ASSIGNMENT
Would you restate the data exactly as given?

(INFORMATION)

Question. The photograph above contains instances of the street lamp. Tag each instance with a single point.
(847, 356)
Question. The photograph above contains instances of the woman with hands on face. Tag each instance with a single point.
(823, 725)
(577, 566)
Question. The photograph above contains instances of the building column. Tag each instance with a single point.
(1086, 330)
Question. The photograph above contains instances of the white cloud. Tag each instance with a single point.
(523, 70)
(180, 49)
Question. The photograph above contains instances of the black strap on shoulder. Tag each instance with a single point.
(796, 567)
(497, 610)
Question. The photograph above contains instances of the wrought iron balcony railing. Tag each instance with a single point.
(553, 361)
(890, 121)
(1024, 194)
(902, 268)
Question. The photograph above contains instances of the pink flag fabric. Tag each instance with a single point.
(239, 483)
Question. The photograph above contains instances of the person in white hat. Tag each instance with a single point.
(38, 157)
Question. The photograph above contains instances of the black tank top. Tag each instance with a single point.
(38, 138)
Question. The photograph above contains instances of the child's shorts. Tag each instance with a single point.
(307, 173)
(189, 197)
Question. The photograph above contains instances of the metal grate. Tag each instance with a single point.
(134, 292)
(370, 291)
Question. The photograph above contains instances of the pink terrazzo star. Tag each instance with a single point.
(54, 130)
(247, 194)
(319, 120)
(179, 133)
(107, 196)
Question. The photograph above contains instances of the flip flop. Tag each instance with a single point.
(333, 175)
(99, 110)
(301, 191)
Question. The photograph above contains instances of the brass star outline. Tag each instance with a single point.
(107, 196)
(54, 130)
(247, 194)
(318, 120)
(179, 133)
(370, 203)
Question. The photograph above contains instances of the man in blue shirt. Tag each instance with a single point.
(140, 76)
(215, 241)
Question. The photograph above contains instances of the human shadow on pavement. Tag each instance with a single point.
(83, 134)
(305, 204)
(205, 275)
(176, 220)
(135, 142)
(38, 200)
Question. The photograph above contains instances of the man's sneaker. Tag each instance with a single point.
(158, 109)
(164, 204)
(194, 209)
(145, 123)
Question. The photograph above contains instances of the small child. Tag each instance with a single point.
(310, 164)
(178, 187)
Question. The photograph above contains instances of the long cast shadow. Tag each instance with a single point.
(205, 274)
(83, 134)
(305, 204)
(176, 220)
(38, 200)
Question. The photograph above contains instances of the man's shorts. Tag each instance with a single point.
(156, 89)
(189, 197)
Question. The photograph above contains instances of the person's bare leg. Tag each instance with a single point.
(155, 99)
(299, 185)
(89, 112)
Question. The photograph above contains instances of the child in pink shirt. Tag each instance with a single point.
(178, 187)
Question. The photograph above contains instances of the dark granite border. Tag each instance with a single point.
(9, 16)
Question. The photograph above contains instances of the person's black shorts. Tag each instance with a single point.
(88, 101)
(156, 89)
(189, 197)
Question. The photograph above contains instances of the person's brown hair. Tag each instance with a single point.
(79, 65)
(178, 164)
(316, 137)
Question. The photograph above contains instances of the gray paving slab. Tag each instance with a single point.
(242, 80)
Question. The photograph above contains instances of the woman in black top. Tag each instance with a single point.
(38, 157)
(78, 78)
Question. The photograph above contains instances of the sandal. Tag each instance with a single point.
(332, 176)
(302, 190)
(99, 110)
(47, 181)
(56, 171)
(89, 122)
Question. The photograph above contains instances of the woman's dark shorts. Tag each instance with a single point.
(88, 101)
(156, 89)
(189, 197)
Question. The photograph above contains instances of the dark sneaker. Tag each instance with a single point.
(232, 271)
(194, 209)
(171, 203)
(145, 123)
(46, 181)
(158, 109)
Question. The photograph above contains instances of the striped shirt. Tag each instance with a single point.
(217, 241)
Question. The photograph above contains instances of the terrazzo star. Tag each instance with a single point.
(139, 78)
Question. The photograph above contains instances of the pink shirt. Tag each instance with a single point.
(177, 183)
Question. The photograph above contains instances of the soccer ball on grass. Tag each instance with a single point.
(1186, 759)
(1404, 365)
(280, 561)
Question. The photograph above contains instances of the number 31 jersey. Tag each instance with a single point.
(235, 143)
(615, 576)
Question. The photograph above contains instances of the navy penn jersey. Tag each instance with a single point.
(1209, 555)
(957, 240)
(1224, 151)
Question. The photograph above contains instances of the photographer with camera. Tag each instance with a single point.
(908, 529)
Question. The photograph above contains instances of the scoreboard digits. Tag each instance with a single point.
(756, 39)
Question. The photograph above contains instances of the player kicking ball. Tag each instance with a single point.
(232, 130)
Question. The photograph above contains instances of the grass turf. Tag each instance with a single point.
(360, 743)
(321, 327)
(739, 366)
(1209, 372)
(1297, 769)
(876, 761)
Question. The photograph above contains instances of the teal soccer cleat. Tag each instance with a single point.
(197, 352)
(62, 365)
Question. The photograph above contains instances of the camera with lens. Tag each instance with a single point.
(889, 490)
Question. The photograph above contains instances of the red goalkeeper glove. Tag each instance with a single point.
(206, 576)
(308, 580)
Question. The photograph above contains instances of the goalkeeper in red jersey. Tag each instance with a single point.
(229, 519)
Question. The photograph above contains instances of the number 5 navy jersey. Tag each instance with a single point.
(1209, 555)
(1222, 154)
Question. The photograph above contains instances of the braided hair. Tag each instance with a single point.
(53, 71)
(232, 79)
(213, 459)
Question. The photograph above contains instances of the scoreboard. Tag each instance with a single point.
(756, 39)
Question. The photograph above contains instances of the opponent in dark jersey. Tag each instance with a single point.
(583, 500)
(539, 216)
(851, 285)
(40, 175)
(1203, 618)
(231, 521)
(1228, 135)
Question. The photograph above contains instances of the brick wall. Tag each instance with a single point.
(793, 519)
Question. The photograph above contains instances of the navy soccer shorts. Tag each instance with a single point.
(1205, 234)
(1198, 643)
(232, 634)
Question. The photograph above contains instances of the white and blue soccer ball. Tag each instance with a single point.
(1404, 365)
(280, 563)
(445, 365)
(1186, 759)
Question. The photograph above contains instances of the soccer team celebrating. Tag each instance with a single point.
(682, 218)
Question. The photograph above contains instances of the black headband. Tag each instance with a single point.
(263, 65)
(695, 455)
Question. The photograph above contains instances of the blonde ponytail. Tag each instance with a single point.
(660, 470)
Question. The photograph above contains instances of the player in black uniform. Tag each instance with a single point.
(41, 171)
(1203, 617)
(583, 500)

(End INFORMATION)

SOLUTION TO THIS PROBLEM
Question. The photograph above contains instances of the street lamp. Tag each instance with a single point.
(847, 356)
Question. The photograph above contains instances of the woman with hands on face. Tag each instance with a single point.
(823, 725)
(577, 566)
Question. The photograph above contains instances of the building column. Tag each instance with a single point.
(1086, 330)
Question. The photograph above contains instances of the white cloud. Tag each instance with a single point.
(523, 70)
(180, 49)
Question. The photograph above contains instances of the black strap on shoulder. Tag each instance with a single point.
(796, 567)
(497, 610)
Question. The photograph above contains instances of the wrought iron balcony railing. Tag each instance with a single point.
(553, 361)
(890, 121)
(1024, 194)
(902, 268)
Question. The photograph above contains instances of the pink flag fabric. Tag each instance with a single point.
(239, 483)
Question. The photograph above contains instances of the person in white hat. Tag each instance with a single point.
(38, 157)
Question. The photograph above contains instances of the black tank top. Tag each instance with a single point.
(38, 138)
Question. The photograph above contains instances of the child's shorts. Tag each instance with a single point.
(307, 173)
(189, 197)
Question. The photograph above contains instances of the metal grate. Tag each instance with a single point.
(134, 292)
(370, 291)
Question. The photograph above contains instances of the pink terrazzo star. Tag each instance with a single point.
(54, 130)
(247, 194)
(319, 120)
(179, 133)
(107, 196)
Question. The photograph above contains instances of the flip flop. Tag each instance with a single point.
(333, 175)
(99, 110)
(301, 191)
Question. The photograph above contains instances of the brass star outline. Tag each instance with a single point.
(107, 196)
(54, 130)
(247, 194)
(318, 120)
(179, 133)
(370, 203)
Question. The photograph above contains instances of the man in blue shirt. Tag each instance with a single point.
(140, 76)
(215, 241)
Question. The photograph above contains instances of the human shadow on pavement. Tag each instance with a single point.
(83, 134)
(305, 204)
(205, 275)
(176, 220)
(135, 142)
(38, 200)
Question. The photograph above contains instances of the man's sneaker. Tag each instance with a single point.
(158, 109)
(164, 204)
(194, 209)
(145, 123)
Question. The photograph above contains instances of the small child. Tag each instance with a single point.
(310, 164)
(178, 187)
Question. The photograph above contains instances of the long cast shadow. Tag each instance with a single point.
(205, 274)
(83, 134)
(305, 204)
(176, 220)
(38, 200)
Question. The photograph above contains instances of the man's shorts. Tag each instance with a single point.
(156, 89)
(189, 197)
Question. The photograph above contains instances of the person's bare leg. Tag each instance with a single point.
(155, 99)
(299, 185)
(89, 112)
Question. The photograph above contains instances of the child in pink shirt. Tag each instance with a single point.
(178, 187)
Question. The photograph above contains instances of the dark granite border. Tag each instance with a single point.
(9, 16)
Question. The photograph above contains instances of the person's black shorts. Tag each instance with a single point.
(88, 101)
(156, 89)
(189, 197)
Question. The photograph above contains instances of the person's brown hair. Tag each instance with a single point.
(79, 65)
(178, 164)
(316, 137)
Question. The photograph above contains instances of the gray paving slab. Tag each instance with a single point.
(242, 80)
Question. The photograph above contains instances of the woman in black top. Tag each instance with a single point.
(38, 157)
(78, 78)
Question. The photograph above contains instances of the sandal. Tag each instance with a single point.
(332, 176)
(302, 190)
(99, 110)
(47, 181)
(56, 171)
(89, 122)
Question. The photograph above contains instances of the woman's dark shorts. Tag each instance with a single point.
(88, 101)
(156, 89)
(189, 197)
Question. The photograph above contains instances of the dark sneaker. Tag each instance with a single point.
(232, 271)
(194, 209)
(171, 203)
(145, 123)
(46, 181)
(158, 109)
Question. The photograph above contains instances of the striped shirt. Tag each instance with a single point.
(217, 241)
Question. The photograph above contains instances of the terrazzo star. Tag each instance with a single point.
(139, 78)
Question. The photograph above contains instances of the pink shirt. Tag each instance with a single point.
(177, 183)
Question. The photograph above contains instances of the soccer ball on grass. Tag each instance with a single point.
(1186, 759)
(1404, 365)
(280, 561)
Question. The photograph above contains instances of the number 31 jersey. Tag each instance with a single point.
(235, 143)
(615, 576)
Question. The photograph above contains instances of the navy penn jersey. Tag each instance with a single point.
(1209, 555)
(957, 240)
(1224, 151)
Question. The photograph above contains instances of the photographer with camera. Tag each instance with a single point.
(908, 529)
Question. The photograph above contains instances of the scoreboard digits. Tag each instance with a single point.
(756, 39)
Question. The photograph above contains instances of the player kicking ball. Tag each instance with a single point.
(232, 130)
Question. The photograph above contains instances of the grass turf. Tag each instance with a single point.
(360, 743)
(321, 327)
(739, 366)
(1209, 372)
(1297, 769)
(876, 761)
Question. The photograph above contains instances of the teal soccer cleat. Tag each instance with a single point.
(197, 352)
(62, 365)
Question. The photograph above contains instances of the camera with lens. Tag each instance with a single point.
(889, 490)
Question. The photograph above contains instances of the red goalkeeper glove. Tag each instance with a single point.
(206, 576)
(308, 580)
Question. The photograph above contains instances of the goalkeeper in red jersey. Tag each instance with a single point.
(229, 519)
Question. The photograph above contains instances of the number 5 navy jersey. Tag each instance with a single point.
(1209, 555)
(1222, 154)
Question. The photograph above contains instances of the braided hair. Tag each instance with a single point.
(53, 71)
(232, 79)
(213, 459)
Question. The photograph above contains instances of the scoreboard. Tag each instance with a single point.
(756, 39)
Question. The photograph above contains instances of the opponent in dark jersey. Tag each instance with a single point.
(583, 500)
(539, 216)
(851, 285)
(40, 175)
(1203, 618)
(231, 521)
(1228, 135)
Question. The photograph above contains instances of the brick wall. Tag each instance with a single point.
(793, 519)
Question. The photograph above contains instances of the navy soccer shorts. Tag each instance with a single point.
(1205, 234)
(1198, 643)
(232, 634)
Question. The photograph above contains instances of the white and blue soccer ball. Tag each instance with a single point.
(1404, 365)
(280, 563)
(445, 365)
(1186, 759)
Question. The photograph above contains instances of the soccer team celebrating. Tag each instance with a single point.
(682, 218)
Question. The photograph above contains instances of the black headband. Tag each instance with a single point.
(263, 65)
(695, 455)
Question. The photograph above contains instances of the blonde ponytail. Tag each instance with a single point.
(660, 470)
Question. The photograph above contains instances of the player in black uniform. Tag each instance with a single point.
(41, 171)
(1203, 617)
(583, 500)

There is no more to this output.